[Coordinate annotation entries]
- - - -

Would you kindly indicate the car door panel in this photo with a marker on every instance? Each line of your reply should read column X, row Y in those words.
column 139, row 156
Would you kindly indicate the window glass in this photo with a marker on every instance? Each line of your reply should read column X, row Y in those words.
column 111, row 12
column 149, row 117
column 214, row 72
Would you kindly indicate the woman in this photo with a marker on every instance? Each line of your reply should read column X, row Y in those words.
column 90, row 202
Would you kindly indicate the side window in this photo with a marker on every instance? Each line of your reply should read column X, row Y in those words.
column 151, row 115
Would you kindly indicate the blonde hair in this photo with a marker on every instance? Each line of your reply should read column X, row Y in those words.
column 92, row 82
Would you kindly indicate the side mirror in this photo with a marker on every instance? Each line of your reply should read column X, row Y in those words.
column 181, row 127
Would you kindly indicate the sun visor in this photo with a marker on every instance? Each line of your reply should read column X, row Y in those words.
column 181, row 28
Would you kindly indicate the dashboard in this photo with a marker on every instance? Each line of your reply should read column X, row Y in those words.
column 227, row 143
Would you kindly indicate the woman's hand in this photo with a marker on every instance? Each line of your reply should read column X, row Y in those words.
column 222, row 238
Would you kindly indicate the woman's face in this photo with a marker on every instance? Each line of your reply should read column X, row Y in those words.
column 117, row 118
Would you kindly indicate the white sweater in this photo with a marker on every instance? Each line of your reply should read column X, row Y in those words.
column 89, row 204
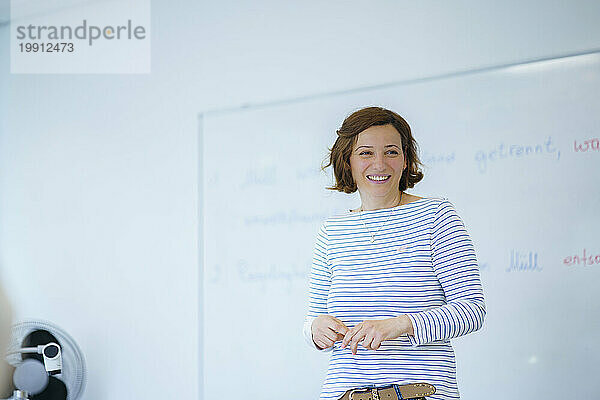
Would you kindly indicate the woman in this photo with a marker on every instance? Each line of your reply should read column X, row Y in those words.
column 397, row 275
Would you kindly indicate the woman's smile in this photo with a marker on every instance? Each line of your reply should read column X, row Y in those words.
column 378, row 179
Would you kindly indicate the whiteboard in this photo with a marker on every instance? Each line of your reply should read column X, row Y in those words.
column 515, row 149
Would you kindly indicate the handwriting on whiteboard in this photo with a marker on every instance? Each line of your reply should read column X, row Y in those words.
column 587, row 145
column 430, row 159
column 503, row 152
column 273, row 272
column 521, row 261
column 584, row 259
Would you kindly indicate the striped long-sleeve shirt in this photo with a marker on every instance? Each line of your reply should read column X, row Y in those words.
column 422, row 264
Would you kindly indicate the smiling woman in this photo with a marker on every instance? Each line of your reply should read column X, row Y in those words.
column 397, row 275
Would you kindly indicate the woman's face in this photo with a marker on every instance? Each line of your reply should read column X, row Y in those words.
column 377, row 161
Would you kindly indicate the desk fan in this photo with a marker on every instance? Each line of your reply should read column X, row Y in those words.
column 48, row 362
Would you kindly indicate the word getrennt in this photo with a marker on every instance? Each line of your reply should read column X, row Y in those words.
column 502, row 152
column 590, row 144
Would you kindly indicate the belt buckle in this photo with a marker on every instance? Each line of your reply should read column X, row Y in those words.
column 374, row 393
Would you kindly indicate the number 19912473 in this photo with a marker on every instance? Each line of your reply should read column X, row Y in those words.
column 46, row 47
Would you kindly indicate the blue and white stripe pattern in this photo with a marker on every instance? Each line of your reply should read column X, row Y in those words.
column 422, row 264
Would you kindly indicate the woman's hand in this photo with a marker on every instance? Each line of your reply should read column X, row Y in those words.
column 326, row 330
column 373, row 332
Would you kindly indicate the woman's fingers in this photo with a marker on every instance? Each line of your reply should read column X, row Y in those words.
column 360, row 335
column 350, row 334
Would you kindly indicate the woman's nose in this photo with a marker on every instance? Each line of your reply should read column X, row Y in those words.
column 379, row 163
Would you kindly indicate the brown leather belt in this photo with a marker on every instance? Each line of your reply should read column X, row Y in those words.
column 393, row 392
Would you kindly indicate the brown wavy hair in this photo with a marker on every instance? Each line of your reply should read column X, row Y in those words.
column 355, row 123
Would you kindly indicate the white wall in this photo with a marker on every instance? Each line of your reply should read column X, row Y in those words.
column 98, row 173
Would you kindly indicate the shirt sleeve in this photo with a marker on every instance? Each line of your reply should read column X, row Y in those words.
column 318, row 286
column 455, row 266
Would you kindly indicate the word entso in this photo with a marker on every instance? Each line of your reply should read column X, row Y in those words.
column 83, row 31
column 590, row 144
column 514, row 151
column 585, row 259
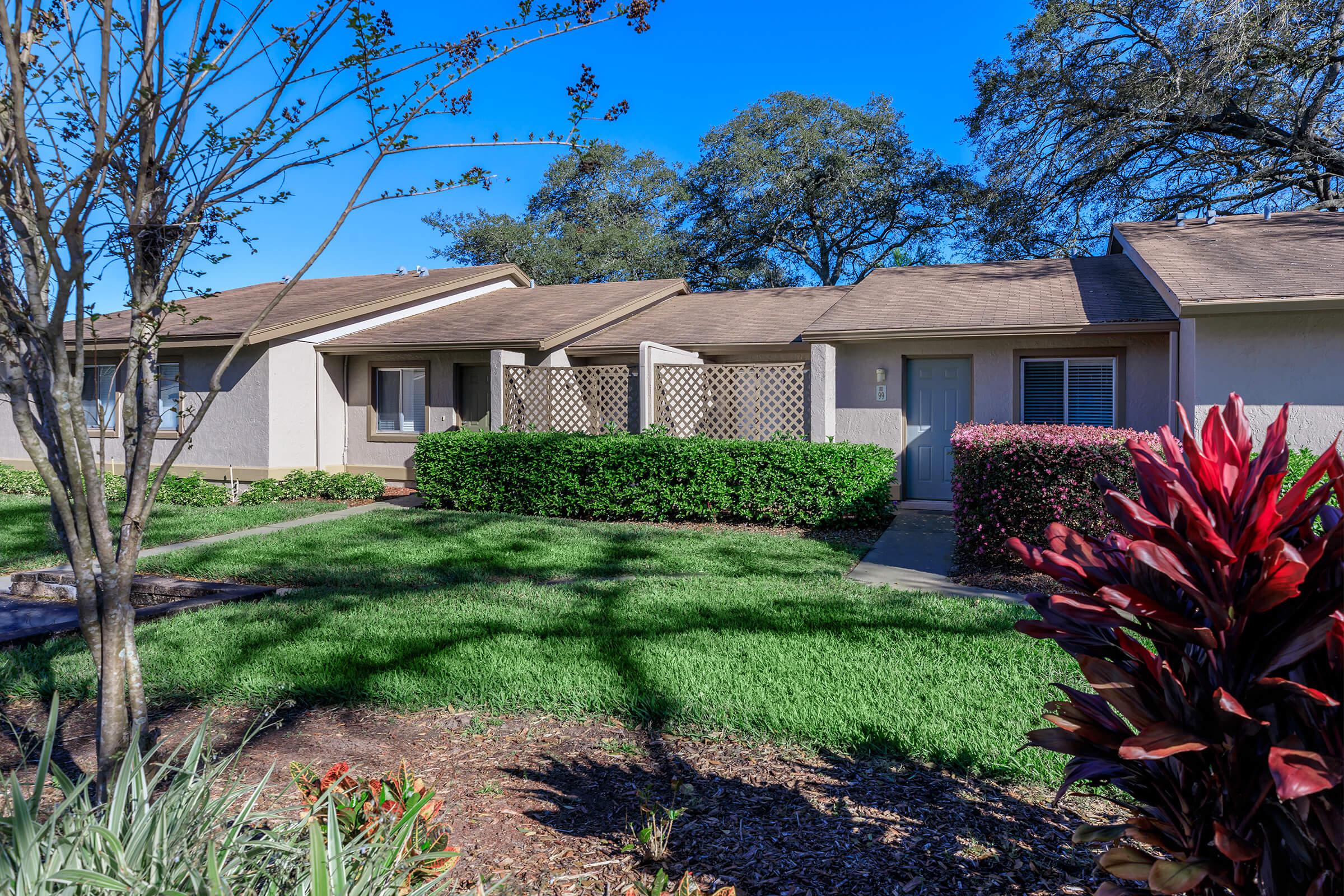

- - - -

● THE TASK
Reproduce all of the lines above, changing "with a marker" to "with a dot" wherever it occurs and leaving everything else unchanged. Omit the pictures from your answer.

● RESPONSE
Would you kindly indicate the car door panel in this photo with a dot on every instance? Each line of your reply should read column X, row Y in those words.
column 139, row 156
Would you kindly indicate the window glass in this photo with a dot on every instance? Each line of your reply should read column X, row Y in those words.
column 111, row 12
column 149, row 117
column 214, row 72
Would you kindly indicate the woman in this photo with a dot on every instance? Each line of your reply should read column X, row Y in those words.
column 90, row 202
Would you kindly indicate the side window in this photo with a dot on every instance? Each line of your reply should read column X, row Y in those words.
column 151, row 115
Would you kindly indicate the blonde hair in this photo with a dot on every instance? Each line of your reply should read column X, row Y in those words.
column 92, row 82
Would you kindly indicate the side mirror in this photo with a dot on every instance? Each line of your reply should read column X, row Y in those words.
column 181, row 127
Would you kindly indicate the sun visor in this photo with a dot on every instance? Each line of your reply should read column X, row Y in those words.
column 181, row 28
Would you kindly indicate the dashboard in this photo with a dot on every instance? Each line of your reply should read column X, row Y in those words.
column 227, row 143
Would you kindly indicate the woman's hand in this photo with a dot on every instance? Each line of your reply should read column X, row Y in those words.
column 222, row 238
Would you kindly indicate the woman's face in this photo with a dot on every instance? Each line of your reply should read column X, row Y in those words.
column 117, row 118
Would you kindly indicate the white sweater in this photo with a dot on every instance? Each line of your reply should read column X, row Y in those words.
column 89, row 204
Would you kindly indicate the woman in this photo with a dot on every instance? Each line of your reply should read column X, row Y in those words.
column 397, row 275
Would you kindly indicate the woman's smile in this photo with a dot on every instance? Each line of your reply should read column X, row Y in those words.
column 378, row 179
Would you kindly indicate the whiteboard in this photo with a dot on every instance? Each line of your reply should read column X, row Y in those words.
column 515, row 149
Would you kindly indicate the handwriting on whiteboard in this photo with a dot on every instance? Each line of your reply should read column X, row Y in those words.
column 587, row 145
column 430, row 159
column 503, row 152
column 273, row 272
column 521, row 261
column 584, row 259
Would you kindly indicate the striped long-sleeve shirt in this photo with a dot on every instance? Each line of your reply should read column X, row Y in those words.
column 422, row 264
Would you kindly indicate the smiling woman in this photo with a dot on every instance? Each line of your reply should read column X, row Y in those words.
column 397, row 275
Would you kindly indicate the woman's face in this photo with a dot on every instance? Each line of your reply should read column X, row Y in those words.
column 377, row 161
Would you kindly indicate the desk fan in this photo with a dot on every instance? Each line of your reply should read column X, row Y in those words.
column 48, row 362
Would you kindly indicate the word getrennt in this photo with a dot on every instance? Each line of your reply should read column X, row Y in those words.
column 502, row 152
column 590, row 144
Would you kindly indicate the belt buckle in this photo with a dot on every instance? Each line of your reply should read column X, row Y in those words.
column 374, row 393
Would you kindly indicate the number 19912473 in this photo with a dot on every instance? Each line of your reply should read column X, row Y in those words.
column 46, row 47
Would you kindly indicate the blue and white stripe pattern in this photo with a dot on every instance? Each line of your reply should read column X, row Y in those words.
column 422, row 264
Would you kindly indicate the woman's hand in this photo with a dot on every instance? Each line of your reply should read column X, row Y in those words.
column 326, row 330
column 373, row 332
Would you kindly indicate the woman's fingers in this photo with a dot on every instance? Each line of your reply should read column X, row Y in those words.
column 360, row 335
column 350, row 334
Would you kindly indicate the woman's nose in this photo with a dot on every instance? Each line of your reply should read column X, row Y in those words.
column 379, row 163
Would you kindly indicate the brown leather belt in this photo with a dot on every instance? Each line of your reply should read column X, row Y in those words.
column 393, row 392
Would you kindly indicate the brown wavy hair in this photo with a dot on every instance? Each line of your reply should read column X, row Y in those words.
column 355, row 123
Would you kindly indicate the white wall in this photo with a dot on every instance? Each line of your reply should read column X, row Y in those words.
column 98, row 173
Would you kindly indicate the shirt sleeve in this photo with a dot on every instance? Each line of your reply should read column X, row Y in those words.
column 318, row 286
column 455, row 266
Would you kindly indicate the word entso in this photo with a dot on every instance? Each line of your reply should read column X, row Y in those words.
column 83, row 31
column 590, row 144
column 514, row 151
column 585, row 259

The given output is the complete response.